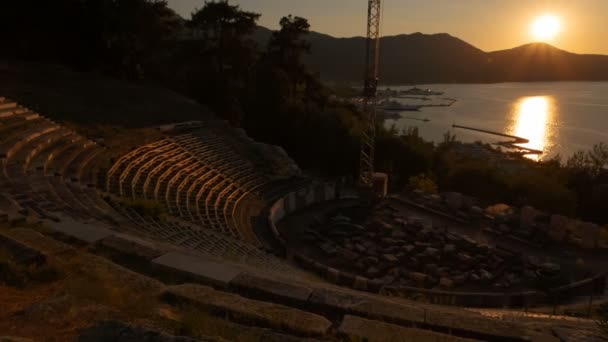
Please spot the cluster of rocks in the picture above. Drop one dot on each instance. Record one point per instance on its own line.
(401, 251)
(526, 224)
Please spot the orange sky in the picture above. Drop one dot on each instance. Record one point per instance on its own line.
(488, 24)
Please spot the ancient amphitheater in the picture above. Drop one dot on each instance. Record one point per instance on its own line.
(222, 197)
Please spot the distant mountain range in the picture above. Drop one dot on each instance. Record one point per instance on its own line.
(440, 58)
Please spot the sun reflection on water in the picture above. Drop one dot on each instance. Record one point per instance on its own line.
(532, 118)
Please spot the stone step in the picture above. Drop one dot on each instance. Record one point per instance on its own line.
(241, 309)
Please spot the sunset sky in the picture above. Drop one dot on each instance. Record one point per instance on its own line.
(488, 24)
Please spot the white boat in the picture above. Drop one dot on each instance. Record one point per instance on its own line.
(395, 106)
(420, 92)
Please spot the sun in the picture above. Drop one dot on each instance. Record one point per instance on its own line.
(546, 28)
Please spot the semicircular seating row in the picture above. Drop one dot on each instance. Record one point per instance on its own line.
(198, 177)
(49, 172)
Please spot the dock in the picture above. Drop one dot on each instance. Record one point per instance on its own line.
(509, 144)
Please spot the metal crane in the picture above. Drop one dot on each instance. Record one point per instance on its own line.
(372, 54)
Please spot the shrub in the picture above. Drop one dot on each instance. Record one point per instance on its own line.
(423, 183)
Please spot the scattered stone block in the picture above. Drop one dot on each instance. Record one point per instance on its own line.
(21, 254)
(271, 288)
(446, 283)
(122, 332)
(454, 200)
(131, 246)
(528, 216)
(81, 231)
(361, 329)
(390, 258)
(418, 278)
(589, 235)
(558, 227)
(207, 271)
(486, 328)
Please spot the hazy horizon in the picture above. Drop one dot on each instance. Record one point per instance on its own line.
(498, 25)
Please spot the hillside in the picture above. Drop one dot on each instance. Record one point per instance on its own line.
(441, 58)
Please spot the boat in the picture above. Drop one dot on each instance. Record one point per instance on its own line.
(395, 106)
(420, 92)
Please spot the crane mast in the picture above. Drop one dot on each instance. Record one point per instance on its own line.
(372, 55)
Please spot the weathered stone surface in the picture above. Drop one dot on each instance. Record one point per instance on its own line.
(81, 231)
(446, 283)
(267, 314)
(589, 233)
(454, 200)
(132, 246)
(207, 271)
(360, 329)
(271, 287)
(418, 278)
(121, 332)
(390, 258)
(20, 253)
(367, 305)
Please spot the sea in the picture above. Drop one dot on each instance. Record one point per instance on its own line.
(558, 118)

○ ○ ○

Restate the data above word for word, omitting every picture.

Please spot the cluster of rocks in the picture above. Drop one dot on each instance. Record one point per instance on its own line.
(401, 251)
(526, 224)
Please spot the orange sky in the picture above. Drop one dot on each instance. Record one point per instance on its own line.
(488, 24)
Please spot the ancient amphitheater in the picture above. Drop one dot on each instance. Record one point per instance on its own line.
(222, 197)
Please spot the distant mountain range in the picture above. Drop one dot on each instance. Record one point per instance on its own line.
(440, 58)
Please spot the sun reflection on water in the picture above. Drop one dot on each instance. Record one point per instance on its own line.
(532, 118)
Please spot the stone step in the picture above. Drop one dot on each instance. Record one point per instance on its own line.
(241, 309)
Please spot the sunset sky in the picture above. Drop one dot on each instance. Record one point per instance on its own line.
(488, 24)
Please spot the white boat in the picture above. Drop one dot on each instance. Record one point per instance on its own line.
(395, 106)
(420, 92)
Please spot the sun in the picture above. Drop one dot on each instance. Record one point per instance on its own line.
(546, 28)
Please spot the semicircular seating row in the picture above. Drop one dot on each instance. Record one point per instance on its own line.
(198, 177)
(49, 172)
Please spot the dock in the picture above. Drop one dot on each instance. Record one point per instance on its own line.
(509, 144)
Please spot the metal crane in the picture above. Drop one dot on each instance. Record one point per instance on its own line.
(372, 54)
Please spot the shrub in the picture above. Drop one dot on each instance. Record one point per instance on its own line.
(423, 183)
Please spot the scattered stone block in the picture above. Drop one dot on each instance. Record one point per instance on its own line.
(21, 254)
(271, 288)
(446, 283)
(122, 332)
(454, 200)
(131, 246)
(528, 216)
(81, 231)
(361, 329)
(390, 258)
(418, 278)
(589, 235)
(558, 227)
(207, 271)
(486, 328)
Please spot the hazy horizon in the picture above. Drop one dot on each instance. Record one point per instance on its own line.
(498, 25)
Please spot the hillside in the picture above. Drop one dot on each instance. Record one point per instance on its own line.
(441, 58)
Please spot the boat in the picture above. Drop one dot on each instance. Record one point per instance on its own line.
(395, 106)
(420, 92)
Please spot the crane mast in the picture above. Drop one dot on each instance. Record one point per instance on its own line.
(372, 55)
Please spot the weathered stone surface in the picture above. Drop one dot on each instance. Record one point per instance on its own line.
(81, 231)
(446, 283)
(267, 314)
(589, 233)
(454, 200)
(132, 246)
(207, 271)
(360, 329)
(271, 287)
(418, 278)
(121, 332)
(390, 258)
(20, 253)
(367, 305)
Please spot the sea in the picture above. Drop one dot on each instance. Record one point per instance on its own line.
(558, 118)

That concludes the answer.